* _TASK GOAL_
Which lines of the listing below contain the string "pixels"? Collect and copy each of those lines, treating uppercase and lowercase as different.

* _TASK INPUT_
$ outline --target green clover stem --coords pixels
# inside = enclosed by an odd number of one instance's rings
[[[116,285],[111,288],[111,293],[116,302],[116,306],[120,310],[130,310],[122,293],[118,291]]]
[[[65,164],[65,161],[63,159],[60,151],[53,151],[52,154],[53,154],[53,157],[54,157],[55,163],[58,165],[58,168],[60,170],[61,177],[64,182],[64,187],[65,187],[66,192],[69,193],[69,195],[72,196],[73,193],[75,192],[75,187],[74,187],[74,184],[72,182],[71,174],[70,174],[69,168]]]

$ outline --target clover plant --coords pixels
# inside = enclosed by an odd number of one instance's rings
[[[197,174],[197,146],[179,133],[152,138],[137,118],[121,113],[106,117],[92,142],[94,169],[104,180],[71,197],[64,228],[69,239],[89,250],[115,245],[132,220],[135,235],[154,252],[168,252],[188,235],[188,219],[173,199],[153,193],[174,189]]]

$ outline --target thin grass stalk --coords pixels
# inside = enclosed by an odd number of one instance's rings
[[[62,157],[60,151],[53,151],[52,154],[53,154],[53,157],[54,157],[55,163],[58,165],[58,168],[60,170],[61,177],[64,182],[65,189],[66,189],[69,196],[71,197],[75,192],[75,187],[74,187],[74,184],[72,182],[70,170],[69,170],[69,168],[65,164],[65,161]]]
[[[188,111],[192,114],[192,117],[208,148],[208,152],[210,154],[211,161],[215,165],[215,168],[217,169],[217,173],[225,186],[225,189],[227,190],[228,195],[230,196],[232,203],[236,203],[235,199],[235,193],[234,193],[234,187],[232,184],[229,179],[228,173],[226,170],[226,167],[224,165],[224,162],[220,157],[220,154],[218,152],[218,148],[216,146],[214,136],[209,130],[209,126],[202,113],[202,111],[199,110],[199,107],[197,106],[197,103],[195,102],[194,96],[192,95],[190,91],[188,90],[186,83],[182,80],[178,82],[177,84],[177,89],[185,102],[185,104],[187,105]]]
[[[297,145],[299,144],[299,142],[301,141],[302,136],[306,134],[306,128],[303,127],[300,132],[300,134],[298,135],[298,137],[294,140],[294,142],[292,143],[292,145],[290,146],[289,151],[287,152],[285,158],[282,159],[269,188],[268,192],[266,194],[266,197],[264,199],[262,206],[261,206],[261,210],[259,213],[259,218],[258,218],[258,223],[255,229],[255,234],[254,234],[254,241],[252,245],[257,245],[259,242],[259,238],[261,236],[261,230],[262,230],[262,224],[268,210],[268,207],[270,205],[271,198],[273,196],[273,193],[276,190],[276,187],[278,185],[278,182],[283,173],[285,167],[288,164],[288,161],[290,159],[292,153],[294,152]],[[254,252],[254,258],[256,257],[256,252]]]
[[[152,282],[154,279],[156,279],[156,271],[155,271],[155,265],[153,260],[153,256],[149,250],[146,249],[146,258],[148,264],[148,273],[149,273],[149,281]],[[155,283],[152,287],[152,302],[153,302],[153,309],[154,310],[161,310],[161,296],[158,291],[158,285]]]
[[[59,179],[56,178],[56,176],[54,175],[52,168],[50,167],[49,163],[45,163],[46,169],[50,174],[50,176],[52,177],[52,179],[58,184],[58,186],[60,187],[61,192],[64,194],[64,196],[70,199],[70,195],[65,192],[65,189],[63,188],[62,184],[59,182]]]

* _RESPONSE_
$ outline --target green clover stem --coords pixels
$ outline --target clover plant --coords pixels
$ outline --target thin grass stalk --coords pixels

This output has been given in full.